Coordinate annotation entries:
======
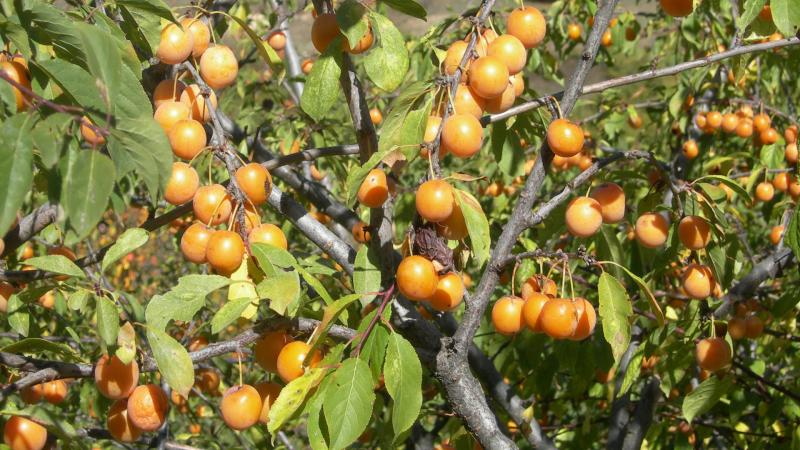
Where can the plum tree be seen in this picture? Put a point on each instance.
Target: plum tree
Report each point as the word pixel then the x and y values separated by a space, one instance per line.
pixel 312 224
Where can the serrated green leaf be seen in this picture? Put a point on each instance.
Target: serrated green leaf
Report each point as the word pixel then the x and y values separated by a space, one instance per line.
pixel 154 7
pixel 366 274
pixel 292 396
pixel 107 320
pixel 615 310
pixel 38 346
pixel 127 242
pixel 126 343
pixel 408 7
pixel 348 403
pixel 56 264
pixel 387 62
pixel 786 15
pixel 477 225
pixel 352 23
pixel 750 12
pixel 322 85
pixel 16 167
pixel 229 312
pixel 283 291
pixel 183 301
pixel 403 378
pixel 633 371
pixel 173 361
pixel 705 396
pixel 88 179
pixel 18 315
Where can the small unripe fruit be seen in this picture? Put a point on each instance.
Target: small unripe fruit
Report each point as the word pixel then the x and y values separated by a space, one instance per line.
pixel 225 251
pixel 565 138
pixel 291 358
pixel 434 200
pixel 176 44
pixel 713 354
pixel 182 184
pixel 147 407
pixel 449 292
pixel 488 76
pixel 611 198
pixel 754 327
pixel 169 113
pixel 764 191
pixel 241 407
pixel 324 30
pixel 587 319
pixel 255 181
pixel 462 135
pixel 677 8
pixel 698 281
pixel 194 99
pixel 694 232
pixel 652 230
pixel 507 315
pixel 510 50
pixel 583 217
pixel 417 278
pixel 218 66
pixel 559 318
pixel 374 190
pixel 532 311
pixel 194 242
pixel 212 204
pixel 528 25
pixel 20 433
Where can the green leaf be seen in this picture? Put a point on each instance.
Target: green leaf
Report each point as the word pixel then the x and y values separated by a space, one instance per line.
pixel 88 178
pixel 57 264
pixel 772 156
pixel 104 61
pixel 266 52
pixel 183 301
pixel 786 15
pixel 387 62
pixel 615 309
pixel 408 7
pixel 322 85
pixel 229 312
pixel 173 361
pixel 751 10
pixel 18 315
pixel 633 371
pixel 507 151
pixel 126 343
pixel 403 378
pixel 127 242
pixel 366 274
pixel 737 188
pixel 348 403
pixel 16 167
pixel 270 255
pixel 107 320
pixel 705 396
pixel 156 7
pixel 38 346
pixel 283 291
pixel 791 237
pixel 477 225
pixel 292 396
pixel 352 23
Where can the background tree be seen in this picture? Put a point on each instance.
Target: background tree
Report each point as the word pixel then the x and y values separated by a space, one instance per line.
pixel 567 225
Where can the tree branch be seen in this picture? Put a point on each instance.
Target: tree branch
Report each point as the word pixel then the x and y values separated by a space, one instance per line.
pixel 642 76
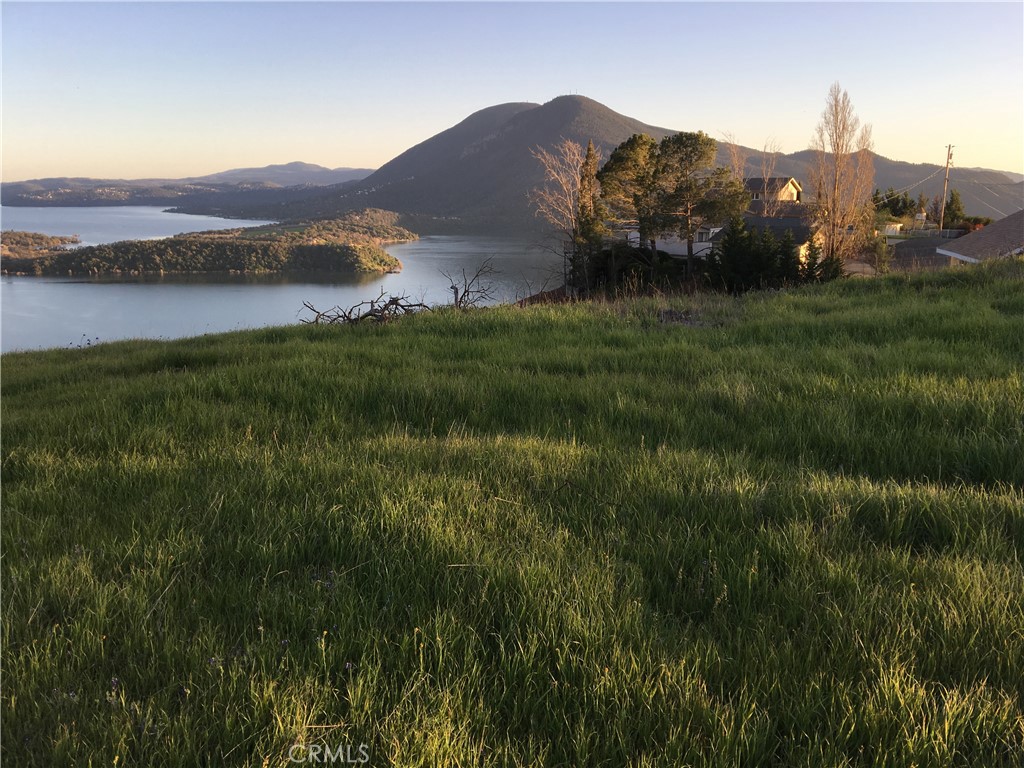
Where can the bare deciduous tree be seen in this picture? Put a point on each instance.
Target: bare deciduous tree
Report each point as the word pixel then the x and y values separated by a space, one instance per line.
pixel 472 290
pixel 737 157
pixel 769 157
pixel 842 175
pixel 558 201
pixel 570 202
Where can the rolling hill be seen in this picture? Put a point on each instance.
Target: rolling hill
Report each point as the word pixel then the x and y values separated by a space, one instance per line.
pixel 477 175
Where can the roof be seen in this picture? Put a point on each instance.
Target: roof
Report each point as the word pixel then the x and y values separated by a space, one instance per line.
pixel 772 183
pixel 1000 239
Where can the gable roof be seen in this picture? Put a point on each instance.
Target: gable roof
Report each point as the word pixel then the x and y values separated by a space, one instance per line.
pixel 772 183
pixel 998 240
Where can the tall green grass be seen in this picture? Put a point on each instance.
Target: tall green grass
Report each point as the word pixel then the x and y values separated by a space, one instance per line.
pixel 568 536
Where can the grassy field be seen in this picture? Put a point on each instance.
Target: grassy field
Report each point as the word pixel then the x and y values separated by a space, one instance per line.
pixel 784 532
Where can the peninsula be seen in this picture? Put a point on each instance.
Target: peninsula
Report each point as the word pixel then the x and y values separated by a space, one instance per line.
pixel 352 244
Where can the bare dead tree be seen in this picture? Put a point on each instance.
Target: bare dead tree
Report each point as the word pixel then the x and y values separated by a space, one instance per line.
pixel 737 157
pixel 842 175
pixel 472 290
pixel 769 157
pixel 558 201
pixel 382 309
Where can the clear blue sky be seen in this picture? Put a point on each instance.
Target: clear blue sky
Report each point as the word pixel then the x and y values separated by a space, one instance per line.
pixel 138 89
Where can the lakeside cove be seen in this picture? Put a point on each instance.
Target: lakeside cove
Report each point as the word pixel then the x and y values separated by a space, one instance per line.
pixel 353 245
======
**SET EXERCISE:** Copy out the whole listing above word for word, omitting the pictures.

**FULL RESPONSE:**
Where can the plum tree be seen in this picture? Put a point on each instance.
Target: plum tree
Report each point as the word pixel then the x and y values separated by a space, one instance per line.
pixel 312 224
Where can the serrated green leaf be seen in this picture? Put a point on each instance.
Target: serrated green leaf
Report each point as the word pixel then the x and y values separated by a space, one instance per line.
pixel 154 7
pixel 366 274
pixel 292 396
pixel 107 320
pixel 615 310
pixel 38 346
pixel 127 242
pixel 126 343
pixel 408 7
pixel 348 403
pixel 56 264
pixel 387 62
pixel 786 15
pixel 477 225
pixel 352 23
pixel 750 12
pixel 322 85
pixel 16 167
pixel 229 312
pixel 283 291
pixel 183 301
pixel 403 378
pixel 633 371
pixel 173 361
pixel 705 396
pixel 88 179
pixel 18 315
Where can the small unripe fruit be seen in this picture? Put a point on each instance.
Target: small unripe fruit
Report each point as the word pixel then the x and y values separated by a space, one instance per line.
pixel 225 251
pixel 565 138
pixel 291 358
pixel 434 200
pixel 176 44
pixel 713 354
pixel 182 184
pixel 147 407
pixel 449 292
pixel 488 76
pixel 611 198
pixel 754 327
pixel 169 113
pixel 764 191
pixel 241 407
pixel 324 30
pixel 587 319
pixel 255 181
pixel 462 135
pixel 677 8
pixel 698 281
pixel 194 99
pixel 694 232
pixel 652 230
pixel 507 315
pixel 510 50
pixel 583 217
pixel 417 278
pixel 218 66
pixel 559 318
pixel 374 190
pixel 532 311
pixel 194 242
pixel 212 204
pixel 528 25
pixel 20 433
Where can the green leaf be seen in this picture? Put a point on each instance.
Target: green leaf
Report each point as the word pixel then the x and y values separated by a space, one instance per line.
pixel 88 178
pixel 57 264
pixel 772 156
pixel 104 61
pixel 266 52
pixel 183 301
pixel 786 15
pixel 387 62
pixel 615 309
pixel 408 7
pixel 322 85
pixel 229 312
pixel 173 361
pixel 751 10
pixel 18 315
pixel 633 371
pixel 507 151
pixel 126 343
pixel 403 378
pixel 127 242
pixel 366 274
pixel 737 188
pixel 348 403
pixel 16 167
pixel 270 255
pixel 107 320
pixel 705 396
pixel 156 7
pixel 38 346
pixel 283 291
pixel 791 237
pixel 477 225
pixel 292 396
pixel 352 23
Where can the background tree be seen in this picture? Put a point on each instance.
Target: background tree
Report each point as the word pixel then the x and y values separated by a space, one instance per line.
pixel 567 225
Where can the tree branch be seen in this picture? Put a point on each instance.
Target: tree branch
Report each point as the word pixel then the x and y values separated by a space, one instance per line.
pixel 642 76
Where can the bare deciduous tree be seen in this picture? Put a point on each instance.
Target: bare deciduous tree
Report each point as the word pixel then the x and y values separated by a space, one instance per line.
pixel 472 290
pixel 737 157
pixel 769 157
pixel 842 175
pixel 558 201
pixel 570 202
Where can the rolling hill be seen in this picture? Put a point on each instance.
Target: rolling hill
Report each point as the word pixel then the x and y values separated by a space, one instance per line.
pixel 477 175
Where can the roof be seen in this picture? Put a point on each instance.
Target: roof
Report each point as the word pixel then the x and y values separated by a space, one instance per line.
pixel 772 183
pixel 1000 239
Where can the gable roof be seen in this picture? Put a point on each instance.
Target: gable roof
Report each point as the word pixel then the x and y values separated by a space, one instance per line.
pixel 772 183
pixel 998 240
Where can the tall green grass be seen in this picture? Put a point on each instance.
Target: tall green grass
Report each point as the word pixel then the x and y values separated by a space, one instance per line.
pixel 568 536
Where can the grassy field be seen in this picture? Put a point on each instance.
Target: grassy field
Report each point as the word pixel then the x and y values separated by a space, one instance per line.
pixel 784 532
Where can the peninsula be seen in this picture? Put a point on each instance.
Target: peninsula
Report each point as the word pixel then the x and y values separated by a space, one instance per line.
pixel 352 244
Where can the bare dead tree be seen in this picture? Put a point on each instance.
Target: bare dead tree
Report each point as the word pixel then the x and y values separated by a space, one instance per line.
pixel 737 157
pixel 842 175
pixel 472 290
pixel 769 157
pixel 558 201
pixel 382 309
Where can the clear blue sky be seen in this picture? Put a point on each instance.
Target: clear blue sky
Report each point as the word pixel then the x and y values separated by a space, one instance per line.
pixel 138 89
Where can the lakeside cove be seen in this picture? Put a point on each instance.
Target: lakeside cove
Report each point as the word pixel then the x and y values separated by a space, one instance per line.
pixel 353 245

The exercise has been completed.